━━ INPUT ROWS ━━
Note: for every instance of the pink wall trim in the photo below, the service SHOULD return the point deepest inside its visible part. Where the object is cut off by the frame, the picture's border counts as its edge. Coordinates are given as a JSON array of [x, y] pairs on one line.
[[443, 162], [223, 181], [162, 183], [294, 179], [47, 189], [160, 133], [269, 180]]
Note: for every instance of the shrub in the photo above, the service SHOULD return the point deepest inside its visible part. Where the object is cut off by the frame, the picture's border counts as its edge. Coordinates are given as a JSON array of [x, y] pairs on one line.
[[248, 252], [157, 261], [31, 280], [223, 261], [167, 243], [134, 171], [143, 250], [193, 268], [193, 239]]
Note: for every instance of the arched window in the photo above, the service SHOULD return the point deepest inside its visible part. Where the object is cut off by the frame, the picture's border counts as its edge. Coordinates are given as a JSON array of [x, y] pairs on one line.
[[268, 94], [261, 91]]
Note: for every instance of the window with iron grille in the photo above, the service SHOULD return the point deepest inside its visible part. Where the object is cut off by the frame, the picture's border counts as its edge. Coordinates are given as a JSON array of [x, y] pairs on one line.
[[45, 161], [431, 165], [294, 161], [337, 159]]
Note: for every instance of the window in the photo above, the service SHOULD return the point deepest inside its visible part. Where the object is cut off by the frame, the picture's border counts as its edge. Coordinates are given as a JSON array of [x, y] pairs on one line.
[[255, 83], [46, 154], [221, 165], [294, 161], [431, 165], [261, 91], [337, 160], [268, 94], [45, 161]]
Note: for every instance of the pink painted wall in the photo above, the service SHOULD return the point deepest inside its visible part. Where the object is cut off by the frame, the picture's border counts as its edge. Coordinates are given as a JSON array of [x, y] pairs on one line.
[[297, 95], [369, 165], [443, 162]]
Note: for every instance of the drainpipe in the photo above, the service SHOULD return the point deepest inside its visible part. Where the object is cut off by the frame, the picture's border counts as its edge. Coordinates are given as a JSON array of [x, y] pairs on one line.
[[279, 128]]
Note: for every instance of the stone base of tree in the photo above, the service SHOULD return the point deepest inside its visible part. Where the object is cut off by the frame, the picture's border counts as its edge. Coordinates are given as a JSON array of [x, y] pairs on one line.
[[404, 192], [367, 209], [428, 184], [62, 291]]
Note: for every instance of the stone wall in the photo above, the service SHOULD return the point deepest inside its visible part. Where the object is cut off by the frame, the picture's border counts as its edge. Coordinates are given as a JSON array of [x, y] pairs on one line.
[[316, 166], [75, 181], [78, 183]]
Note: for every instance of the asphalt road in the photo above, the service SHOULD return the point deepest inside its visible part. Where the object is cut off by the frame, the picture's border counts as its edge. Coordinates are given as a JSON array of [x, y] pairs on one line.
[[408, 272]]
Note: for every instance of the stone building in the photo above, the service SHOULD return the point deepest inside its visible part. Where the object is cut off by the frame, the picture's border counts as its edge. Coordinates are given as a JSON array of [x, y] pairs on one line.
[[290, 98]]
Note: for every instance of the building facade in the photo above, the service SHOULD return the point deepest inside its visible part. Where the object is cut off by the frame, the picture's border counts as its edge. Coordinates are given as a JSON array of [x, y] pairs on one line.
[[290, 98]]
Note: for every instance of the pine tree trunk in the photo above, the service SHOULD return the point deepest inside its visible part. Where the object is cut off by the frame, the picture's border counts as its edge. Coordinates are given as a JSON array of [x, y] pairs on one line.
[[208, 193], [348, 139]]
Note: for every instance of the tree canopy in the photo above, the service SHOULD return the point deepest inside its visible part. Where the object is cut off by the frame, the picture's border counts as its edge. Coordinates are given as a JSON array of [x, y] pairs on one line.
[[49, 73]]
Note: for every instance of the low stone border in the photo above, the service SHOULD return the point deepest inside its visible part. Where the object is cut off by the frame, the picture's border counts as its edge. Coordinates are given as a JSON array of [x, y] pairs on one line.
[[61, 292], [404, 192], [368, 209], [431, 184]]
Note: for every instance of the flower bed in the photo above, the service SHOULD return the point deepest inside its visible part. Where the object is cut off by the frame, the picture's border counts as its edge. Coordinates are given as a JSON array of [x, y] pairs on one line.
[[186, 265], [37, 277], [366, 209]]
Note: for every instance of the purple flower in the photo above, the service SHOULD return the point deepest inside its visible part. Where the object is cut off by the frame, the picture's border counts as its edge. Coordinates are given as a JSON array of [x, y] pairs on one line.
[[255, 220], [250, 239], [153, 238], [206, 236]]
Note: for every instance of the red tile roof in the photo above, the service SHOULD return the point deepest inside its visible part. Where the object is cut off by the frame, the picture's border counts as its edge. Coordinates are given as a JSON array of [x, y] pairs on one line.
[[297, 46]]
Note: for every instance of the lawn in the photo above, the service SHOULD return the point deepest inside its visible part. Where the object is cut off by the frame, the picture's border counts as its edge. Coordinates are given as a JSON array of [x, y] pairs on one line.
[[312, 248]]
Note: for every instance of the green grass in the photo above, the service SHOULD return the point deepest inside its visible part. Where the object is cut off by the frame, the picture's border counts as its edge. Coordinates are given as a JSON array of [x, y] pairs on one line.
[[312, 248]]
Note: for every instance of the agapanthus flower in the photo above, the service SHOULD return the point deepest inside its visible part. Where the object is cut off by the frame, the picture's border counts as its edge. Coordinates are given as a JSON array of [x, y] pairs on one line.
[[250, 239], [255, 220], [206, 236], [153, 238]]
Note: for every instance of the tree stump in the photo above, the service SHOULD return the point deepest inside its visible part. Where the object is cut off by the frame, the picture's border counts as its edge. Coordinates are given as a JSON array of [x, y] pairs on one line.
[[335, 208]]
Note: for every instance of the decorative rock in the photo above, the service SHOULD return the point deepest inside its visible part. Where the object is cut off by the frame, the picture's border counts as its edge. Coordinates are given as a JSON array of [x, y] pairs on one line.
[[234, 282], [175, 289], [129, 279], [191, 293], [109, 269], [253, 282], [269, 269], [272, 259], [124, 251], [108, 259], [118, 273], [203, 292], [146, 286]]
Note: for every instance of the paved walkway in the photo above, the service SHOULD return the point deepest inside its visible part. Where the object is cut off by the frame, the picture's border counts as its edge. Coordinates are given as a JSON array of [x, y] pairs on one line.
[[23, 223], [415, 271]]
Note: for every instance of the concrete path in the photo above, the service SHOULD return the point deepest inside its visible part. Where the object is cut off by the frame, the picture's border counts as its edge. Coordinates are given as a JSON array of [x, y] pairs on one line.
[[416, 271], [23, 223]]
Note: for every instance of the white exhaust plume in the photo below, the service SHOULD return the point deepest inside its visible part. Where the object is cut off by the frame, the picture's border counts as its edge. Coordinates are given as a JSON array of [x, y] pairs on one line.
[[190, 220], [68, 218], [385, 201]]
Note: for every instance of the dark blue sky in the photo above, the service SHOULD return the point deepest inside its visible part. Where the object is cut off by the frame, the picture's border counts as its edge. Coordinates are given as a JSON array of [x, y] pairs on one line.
━━━
_EXERCISE OBJECTIVE:_
Reproduce the rows between the line holding "Note: for every instance of the decorative" and the line holding "292], [146, 286]]", inclusive, requests included, shifting every coordinate value in the answers up by 86.

_WRITTEN REPLY:_
Note: for every instance of the decorative rock in the photo above, the service SHOULD return the point deepest inside its visible part. Where the object is cut off by the frame, the picture's border counts as its edge. Coordinates are given as a JSON array of [x, y] pairs on one line.
[[320, 368], [261, 375], [215, 365], [277, 379], [195, 355], [339, 368], [355, 355], [358, 345], [210, 337], [194, 345], [204, 359], [289, 378], [232, 372]]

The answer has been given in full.